# [Assigned task]
Exactly the lines below from the one with "Where can the boot" up to and including the one with "Where can the steel" make up the answer, with nothing else added.

# [Dataset content]
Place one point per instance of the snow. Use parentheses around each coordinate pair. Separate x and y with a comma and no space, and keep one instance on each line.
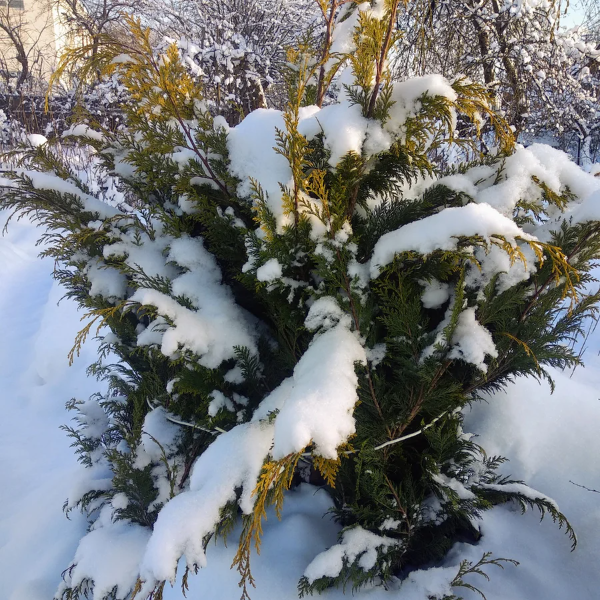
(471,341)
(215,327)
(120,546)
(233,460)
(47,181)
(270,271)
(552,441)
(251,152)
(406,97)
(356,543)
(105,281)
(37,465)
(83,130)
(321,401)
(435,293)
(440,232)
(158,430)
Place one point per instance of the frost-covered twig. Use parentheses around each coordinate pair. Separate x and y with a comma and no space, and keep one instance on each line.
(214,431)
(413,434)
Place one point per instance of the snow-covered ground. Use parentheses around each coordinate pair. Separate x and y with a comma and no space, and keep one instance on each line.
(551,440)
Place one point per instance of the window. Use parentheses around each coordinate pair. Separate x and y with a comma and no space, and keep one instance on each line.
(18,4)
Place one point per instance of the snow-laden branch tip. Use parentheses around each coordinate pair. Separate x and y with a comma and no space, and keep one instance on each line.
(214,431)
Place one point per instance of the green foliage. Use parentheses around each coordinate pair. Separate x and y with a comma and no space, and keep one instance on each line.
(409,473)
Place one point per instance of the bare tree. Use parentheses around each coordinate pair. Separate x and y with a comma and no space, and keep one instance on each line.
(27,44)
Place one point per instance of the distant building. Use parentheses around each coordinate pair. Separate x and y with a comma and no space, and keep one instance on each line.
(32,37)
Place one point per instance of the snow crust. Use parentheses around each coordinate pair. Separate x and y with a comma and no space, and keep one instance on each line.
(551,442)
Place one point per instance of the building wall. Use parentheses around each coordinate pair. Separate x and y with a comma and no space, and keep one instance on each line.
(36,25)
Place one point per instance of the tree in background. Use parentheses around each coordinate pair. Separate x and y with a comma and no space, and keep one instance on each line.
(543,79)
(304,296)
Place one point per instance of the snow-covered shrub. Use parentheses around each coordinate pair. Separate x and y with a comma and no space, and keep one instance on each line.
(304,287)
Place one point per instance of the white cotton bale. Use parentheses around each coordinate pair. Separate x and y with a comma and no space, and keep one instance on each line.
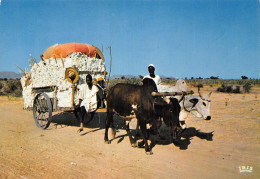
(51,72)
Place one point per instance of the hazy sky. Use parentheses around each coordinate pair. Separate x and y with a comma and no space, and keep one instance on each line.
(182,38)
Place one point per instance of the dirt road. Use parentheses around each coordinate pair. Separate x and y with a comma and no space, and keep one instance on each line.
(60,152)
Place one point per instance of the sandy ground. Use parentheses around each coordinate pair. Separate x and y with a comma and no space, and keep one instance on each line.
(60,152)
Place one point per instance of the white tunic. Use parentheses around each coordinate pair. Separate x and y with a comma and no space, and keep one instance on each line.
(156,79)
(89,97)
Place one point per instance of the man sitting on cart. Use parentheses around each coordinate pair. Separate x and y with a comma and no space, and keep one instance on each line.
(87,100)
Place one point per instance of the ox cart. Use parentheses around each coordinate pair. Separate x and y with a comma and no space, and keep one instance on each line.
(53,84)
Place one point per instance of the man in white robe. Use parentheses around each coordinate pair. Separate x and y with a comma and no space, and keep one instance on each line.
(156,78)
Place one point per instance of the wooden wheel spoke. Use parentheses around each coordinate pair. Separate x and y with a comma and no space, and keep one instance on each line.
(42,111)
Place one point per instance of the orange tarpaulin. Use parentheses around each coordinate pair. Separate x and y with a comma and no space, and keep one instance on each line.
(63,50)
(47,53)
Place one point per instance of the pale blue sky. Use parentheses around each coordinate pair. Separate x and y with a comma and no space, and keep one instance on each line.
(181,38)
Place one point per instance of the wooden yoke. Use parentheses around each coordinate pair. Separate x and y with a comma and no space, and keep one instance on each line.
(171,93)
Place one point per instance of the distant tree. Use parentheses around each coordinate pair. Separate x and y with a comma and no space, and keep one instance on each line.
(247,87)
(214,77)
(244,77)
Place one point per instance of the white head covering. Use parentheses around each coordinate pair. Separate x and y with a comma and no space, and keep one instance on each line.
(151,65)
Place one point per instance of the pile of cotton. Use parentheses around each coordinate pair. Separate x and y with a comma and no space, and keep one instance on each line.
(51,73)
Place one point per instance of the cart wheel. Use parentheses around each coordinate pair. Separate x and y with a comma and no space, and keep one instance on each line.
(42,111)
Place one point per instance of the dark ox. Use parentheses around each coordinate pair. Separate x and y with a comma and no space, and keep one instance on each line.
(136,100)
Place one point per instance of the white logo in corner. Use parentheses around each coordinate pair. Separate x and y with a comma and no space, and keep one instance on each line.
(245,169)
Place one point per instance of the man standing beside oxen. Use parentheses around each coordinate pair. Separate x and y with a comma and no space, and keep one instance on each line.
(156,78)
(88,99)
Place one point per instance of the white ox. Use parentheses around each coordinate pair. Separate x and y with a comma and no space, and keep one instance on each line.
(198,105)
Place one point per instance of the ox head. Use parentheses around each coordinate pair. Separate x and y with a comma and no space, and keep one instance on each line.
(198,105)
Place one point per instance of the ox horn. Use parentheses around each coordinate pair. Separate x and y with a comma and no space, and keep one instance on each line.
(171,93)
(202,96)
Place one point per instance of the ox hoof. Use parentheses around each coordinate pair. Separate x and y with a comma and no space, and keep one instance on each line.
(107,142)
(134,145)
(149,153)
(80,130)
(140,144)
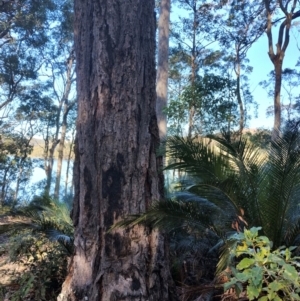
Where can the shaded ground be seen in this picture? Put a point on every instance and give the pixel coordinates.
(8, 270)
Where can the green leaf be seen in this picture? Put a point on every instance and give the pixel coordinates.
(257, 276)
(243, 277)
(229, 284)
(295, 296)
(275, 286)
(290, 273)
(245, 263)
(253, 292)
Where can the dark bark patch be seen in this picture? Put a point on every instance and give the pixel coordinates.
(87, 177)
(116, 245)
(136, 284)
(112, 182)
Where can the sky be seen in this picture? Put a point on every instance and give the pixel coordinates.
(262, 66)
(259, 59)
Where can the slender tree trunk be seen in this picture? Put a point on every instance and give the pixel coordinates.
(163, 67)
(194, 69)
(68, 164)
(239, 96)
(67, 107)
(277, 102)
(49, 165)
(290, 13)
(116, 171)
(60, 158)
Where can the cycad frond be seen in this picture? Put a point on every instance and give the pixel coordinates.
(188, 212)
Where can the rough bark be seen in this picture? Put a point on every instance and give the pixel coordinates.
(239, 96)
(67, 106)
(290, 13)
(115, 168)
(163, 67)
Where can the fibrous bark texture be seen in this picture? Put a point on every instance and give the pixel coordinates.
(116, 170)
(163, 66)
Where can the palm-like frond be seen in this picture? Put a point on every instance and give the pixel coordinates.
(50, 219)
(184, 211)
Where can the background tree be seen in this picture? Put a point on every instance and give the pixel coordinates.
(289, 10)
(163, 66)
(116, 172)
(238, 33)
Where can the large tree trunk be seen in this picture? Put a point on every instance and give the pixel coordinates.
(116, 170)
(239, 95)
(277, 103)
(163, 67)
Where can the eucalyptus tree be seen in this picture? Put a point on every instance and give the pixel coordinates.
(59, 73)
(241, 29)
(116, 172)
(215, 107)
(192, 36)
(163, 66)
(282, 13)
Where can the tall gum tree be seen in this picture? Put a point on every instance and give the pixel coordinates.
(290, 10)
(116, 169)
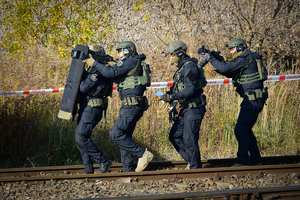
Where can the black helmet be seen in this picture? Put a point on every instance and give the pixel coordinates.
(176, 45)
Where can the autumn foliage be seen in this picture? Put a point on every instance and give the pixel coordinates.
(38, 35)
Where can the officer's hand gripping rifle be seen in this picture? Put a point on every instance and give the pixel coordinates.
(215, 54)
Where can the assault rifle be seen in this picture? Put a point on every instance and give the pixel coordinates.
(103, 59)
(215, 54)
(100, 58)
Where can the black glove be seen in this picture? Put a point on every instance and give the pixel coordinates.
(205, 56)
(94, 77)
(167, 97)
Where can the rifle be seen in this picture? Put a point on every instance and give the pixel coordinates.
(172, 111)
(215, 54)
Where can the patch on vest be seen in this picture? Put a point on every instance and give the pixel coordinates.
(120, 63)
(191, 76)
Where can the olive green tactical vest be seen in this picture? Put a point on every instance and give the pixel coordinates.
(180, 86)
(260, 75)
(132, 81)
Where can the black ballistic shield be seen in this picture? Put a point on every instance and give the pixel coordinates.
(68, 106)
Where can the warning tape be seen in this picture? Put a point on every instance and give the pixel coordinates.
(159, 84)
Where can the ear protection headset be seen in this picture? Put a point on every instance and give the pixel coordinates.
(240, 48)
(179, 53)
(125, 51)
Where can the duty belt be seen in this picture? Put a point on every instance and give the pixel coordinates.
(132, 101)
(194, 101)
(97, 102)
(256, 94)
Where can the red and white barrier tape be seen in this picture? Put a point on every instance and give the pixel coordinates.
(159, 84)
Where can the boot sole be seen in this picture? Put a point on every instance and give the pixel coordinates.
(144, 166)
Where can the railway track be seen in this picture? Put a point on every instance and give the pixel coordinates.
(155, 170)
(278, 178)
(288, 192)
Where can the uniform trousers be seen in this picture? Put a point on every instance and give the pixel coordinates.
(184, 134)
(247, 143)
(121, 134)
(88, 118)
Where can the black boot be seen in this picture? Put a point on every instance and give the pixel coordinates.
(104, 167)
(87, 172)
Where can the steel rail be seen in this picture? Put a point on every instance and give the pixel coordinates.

---

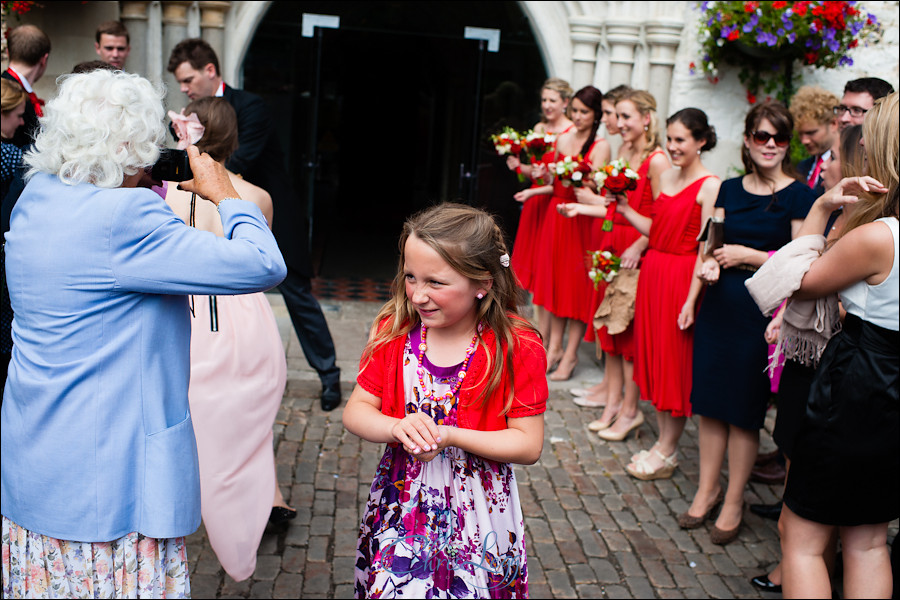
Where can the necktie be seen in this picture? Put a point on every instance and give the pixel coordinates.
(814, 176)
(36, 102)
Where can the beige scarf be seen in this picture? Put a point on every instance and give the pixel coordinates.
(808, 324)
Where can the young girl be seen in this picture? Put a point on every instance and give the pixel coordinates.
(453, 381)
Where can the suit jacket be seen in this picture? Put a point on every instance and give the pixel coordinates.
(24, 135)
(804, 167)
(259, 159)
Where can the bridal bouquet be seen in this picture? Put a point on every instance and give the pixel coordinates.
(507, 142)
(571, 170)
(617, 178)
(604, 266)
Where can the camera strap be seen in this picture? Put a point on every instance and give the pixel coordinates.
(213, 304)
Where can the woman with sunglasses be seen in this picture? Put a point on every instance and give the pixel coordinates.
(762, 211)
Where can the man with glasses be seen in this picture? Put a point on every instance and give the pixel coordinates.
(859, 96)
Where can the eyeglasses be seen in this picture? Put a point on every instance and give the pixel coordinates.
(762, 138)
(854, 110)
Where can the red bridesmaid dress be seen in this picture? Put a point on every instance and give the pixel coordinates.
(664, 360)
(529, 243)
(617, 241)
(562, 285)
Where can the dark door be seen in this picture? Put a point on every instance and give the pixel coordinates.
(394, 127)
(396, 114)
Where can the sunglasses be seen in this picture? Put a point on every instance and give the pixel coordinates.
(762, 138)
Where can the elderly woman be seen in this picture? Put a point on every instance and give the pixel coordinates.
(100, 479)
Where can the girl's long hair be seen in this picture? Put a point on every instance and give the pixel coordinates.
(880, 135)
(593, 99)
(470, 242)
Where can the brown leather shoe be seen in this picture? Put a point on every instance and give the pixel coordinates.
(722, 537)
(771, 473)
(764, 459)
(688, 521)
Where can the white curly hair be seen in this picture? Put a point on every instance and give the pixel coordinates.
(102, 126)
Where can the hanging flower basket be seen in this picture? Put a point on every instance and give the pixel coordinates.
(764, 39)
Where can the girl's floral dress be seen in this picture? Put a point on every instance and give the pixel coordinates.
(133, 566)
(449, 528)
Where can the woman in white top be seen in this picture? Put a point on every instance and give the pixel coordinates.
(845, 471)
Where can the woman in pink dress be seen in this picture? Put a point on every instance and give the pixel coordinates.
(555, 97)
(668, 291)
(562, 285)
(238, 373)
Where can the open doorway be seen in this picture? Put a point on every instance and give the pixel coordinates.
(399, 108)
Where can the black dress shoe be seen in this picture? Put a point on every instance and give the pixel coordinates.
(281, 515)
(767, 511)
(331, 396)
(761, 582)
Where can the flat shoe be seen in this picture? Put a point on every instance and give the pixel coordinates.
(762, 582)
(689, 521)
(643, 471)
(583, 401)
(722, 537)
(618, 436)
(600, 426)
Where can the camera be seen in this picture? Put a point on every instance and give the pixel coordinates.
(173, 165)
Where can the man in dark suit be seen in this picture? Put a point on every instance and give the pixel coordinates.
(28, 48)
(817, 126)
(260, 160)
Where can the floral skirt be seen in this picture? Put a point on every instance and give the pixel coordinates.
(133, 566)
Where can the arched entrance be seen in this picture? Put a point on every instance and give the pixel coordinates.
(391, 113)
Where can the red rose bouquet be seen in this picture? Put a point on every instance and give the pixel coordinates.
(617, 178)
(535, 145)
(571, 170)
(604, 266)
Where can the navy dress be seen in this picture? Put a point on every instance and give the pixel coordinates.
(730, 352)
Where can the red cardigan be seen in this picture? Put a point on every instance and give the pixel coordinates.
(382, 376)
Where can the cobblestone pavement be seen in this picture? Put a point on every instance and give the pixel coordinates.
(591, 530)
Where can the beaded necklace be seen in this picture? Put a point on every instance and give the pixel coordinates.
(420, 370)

# [Your response]
Where can the boot sole be seen in this picture? Put a point on every instance and give the pixel coordinates.
(144, 166)
Where can the railway track be seen in this picture? Put a point on every instance and give the pixel coordinates.
(155, 170)
(278, 178)
(288, 192)
Where can the uniform trousers be seen in this picture? Put a point on every instance and give the pixel coordinates.
(184, 134)
(247, 143)
(121, 134)
(88, 118)
Where can the black boot be seen in this picture? Put a point on every instance and give the pixel coordinates.
(104, 167)
(87, 172)
Where can the steel rail be seen in this picture? Put a point on every instance and give the pixel coordinates.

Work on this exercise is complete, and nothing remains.